_Exercise details:_
Return nothing but the lines from the line containing "In this exercise you will tag the green foliage" through the last line of the records, reproduced exactly.

_Stored data:_
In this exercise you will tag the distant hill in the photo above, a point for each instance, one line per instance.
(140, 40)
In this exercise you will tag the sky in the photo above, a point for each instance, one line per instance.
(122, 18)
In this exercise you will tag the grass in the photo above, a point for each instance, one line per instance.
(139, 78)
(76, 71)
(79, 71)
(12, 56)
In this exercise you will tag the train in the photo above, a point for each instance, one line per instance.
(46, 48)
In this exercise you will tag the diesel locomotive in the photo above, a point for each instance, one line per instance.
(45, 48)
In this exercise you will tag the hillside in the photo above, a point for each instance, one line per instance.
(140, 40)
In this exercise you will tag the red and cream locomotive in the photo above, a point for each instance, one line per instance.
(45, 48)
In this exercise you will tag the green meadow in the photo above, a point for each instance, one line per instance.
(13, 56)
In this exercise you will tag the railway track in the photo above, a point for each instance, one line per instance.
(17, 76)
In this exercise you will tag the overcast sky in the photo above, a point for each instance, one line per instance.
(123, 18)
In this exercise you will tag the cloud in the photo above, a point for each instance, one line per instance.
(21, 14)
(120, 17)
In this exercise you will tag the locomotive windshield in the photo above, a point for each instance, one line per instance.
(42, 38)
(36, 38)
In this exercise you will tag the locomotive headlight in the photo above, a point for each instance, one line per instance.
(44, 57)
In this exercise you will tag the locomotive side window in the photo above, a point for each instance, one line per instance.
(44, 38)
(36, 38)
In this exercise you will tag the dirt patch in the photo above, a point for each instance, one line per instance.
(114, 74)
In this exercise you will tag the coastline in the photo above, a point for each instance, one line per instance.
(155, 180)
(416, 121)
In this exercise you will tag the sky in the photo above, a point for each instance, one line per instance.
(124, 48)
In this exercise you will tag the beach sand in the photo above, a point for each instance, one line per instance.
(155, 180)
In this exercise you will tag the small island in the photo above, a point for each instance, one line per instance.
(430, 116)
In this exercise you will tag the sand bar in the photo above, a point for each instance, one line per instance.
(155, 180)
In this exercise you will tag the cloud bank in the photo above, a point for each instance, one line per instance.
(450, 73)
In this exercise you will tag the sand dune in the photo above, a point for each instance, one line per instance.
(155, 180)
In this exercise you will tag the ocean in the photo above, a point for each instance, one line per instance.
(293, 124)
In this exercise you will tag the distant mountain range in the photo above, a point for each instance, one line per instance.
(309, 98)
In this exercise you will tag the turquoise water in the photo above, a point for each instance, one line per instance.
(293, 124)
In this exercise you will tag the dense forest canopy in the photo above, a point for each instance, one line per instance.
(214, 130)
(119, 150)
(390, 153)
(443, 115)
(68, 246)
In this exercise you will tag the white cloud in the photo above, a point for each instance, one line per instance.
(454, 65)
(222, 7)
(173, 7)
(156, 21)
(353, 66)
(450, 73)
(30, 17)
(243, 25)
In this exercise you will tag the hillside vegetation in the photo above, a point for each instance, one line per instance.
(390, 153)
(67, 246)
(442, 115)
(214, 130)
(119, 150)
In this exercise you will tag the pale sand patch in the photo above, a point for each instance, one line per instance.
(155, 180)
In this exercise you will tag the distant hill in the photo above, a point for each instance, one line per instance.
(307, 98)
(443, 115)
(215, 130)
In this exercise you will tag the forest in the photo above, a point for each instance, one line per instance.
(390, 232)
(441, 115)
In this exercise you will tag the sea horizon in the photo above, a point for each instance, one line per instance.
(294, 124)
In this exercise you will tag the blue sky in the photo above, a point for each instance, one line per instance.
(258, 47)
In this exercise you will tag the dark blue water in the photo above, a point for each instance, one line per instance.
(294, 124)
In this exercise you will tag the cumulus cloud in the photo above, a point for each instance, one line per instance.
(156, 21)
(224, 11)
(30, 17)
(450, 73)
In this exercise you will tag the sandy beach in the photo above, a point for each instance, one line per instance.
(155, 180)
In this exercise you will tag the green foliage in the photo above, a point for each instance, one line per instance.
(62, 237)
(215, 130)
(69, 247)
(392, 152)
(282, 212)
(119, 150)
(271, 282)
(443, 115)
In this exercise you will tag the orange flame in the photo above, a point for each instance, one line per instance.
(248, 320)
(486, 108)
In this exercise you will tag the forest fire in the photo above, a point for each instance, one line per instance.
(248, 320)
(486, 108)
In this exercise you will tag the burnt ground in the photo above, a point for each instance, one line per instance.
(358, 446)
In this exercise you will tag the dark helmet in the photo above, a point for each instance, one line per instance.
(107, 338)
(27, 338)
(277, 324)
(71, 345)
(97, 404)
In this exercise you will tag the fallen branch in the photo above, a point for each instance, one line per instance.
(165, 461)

_Problem solution:_
In this exercise you will tag the green foliage in the photo above, a point for each instance, one line per instance.
(62, 237)
(215, 130)
(69, 247)
(392, 152)
(282, 212)
(119, 150)
(271, 282)
(443, 115)
In this exercise you will tag the orange flame in the photo above, a point for each instance, one line per instance.
(248, 320)
(486, 108)
In this exercise you will tag the forest fire in the photo above, a point for each instance, one line per instance.
(248, 320)
(486, 108)
In this exercise you will tag the burnt ground in the photo above, a point for each instance, one line per instance.
(358, 446)
In this exercise you will tag the dark helmet in the photo above, a point for each instance, one line per instance.
(107, 338)
(27, 338)
(277, 324)
(71, 345)
(97, 404)
In this exercise you will tag the fallen branch in the photo above, a point for each instance, one line per instance.
(165, 461)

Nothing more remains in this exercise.